DOCUMENT PASSAGE:

---*---

Configure the available options directly on the node. Options may include parameters such as voice type, speed, pitch, or any additional experimental features defined in the node's interface.
Running the Workflow:
Once configured, run your workflow. The node processes text input and produces high-quality speech output. The audio will be played directly or saved to a user-defined file directory, based on your settings.
Troubleshooting:
- If the node does not work as expected, verify that:
  - You ran the install-portable.bat successfully.
  - The models are correctly placed in /comfyui/models/kokoro/.
  - All dependencies listed in requirements.txt have been installed.
- Check your ComfyUI logs for any error messages. 🔍

Additional Options ⚙️

Inside the node, you can adjust various parameters to suit your needs:

Voice Configuration: Select between different voice profiles.
Synthesis Options: Adjust processing speed and pitch.
Output Options: Define whether to stream the audio directly or save it as a file.

These settings are fully customizable through the node interface within ComfyUI.

Conclusion 🎉

Recent Updates:

KokoroTTS_v2.py now provides a "default" blending method using a weighted sum approach.
KokoroTTS_v3.py introduces Spherical Interpolation blending method for enhanced quality.

The KokoroTTS Node is a robust tool to add state-of-the-art text-to-speech capabilities to your image generation workflows. Follow the above steps to set up and enjoy seamless speech synthesis!

Happy synthesizing! 😊

---*---

TO-DO LIST:
a: According to the KokoroTTS node guide, which blending method does KokoroTTS_v3.py introduce?
b: Reproduce the KokoroTTS node guide verbatim, everything from "Synthesis Options: Adjust" down to "weighted sum approach.".
The listing has no part in this work.

DATA EXCERPT:

---*---

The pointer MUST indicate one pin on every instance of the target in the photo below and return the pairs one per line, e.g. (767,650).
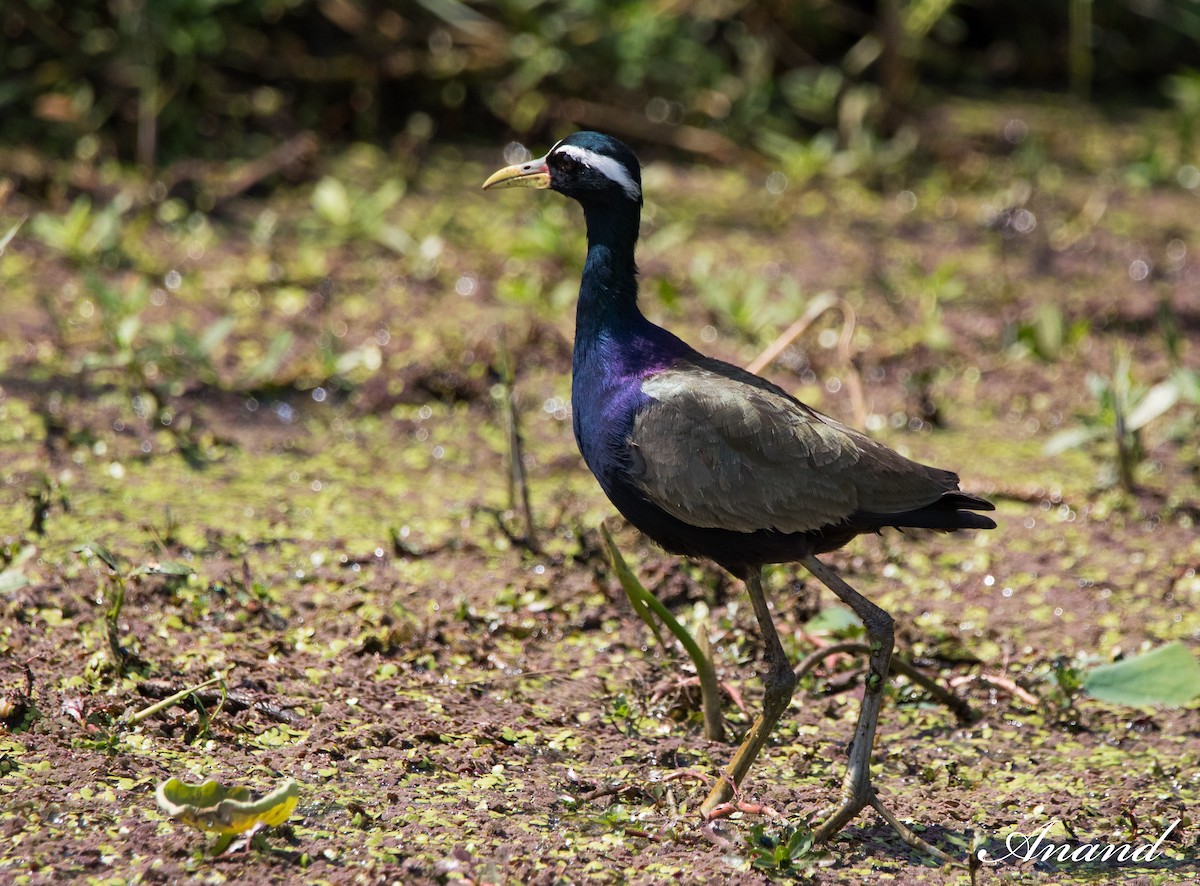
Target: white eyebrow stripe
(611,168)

---*---

RESPONSE LIST:
a: Spherical Interpolation.

b:
Synthesis Options: Adjust processing speed and pitch.
Output Options: Define whether to stream the audio directly or save it as a file.

These settings are fully customizable through the node interface within ComfyUI.

Conclusion 🎉

Recent Updates:

KokoroTTS_v2.py now provides a "default" blending method using a weighted sum approach.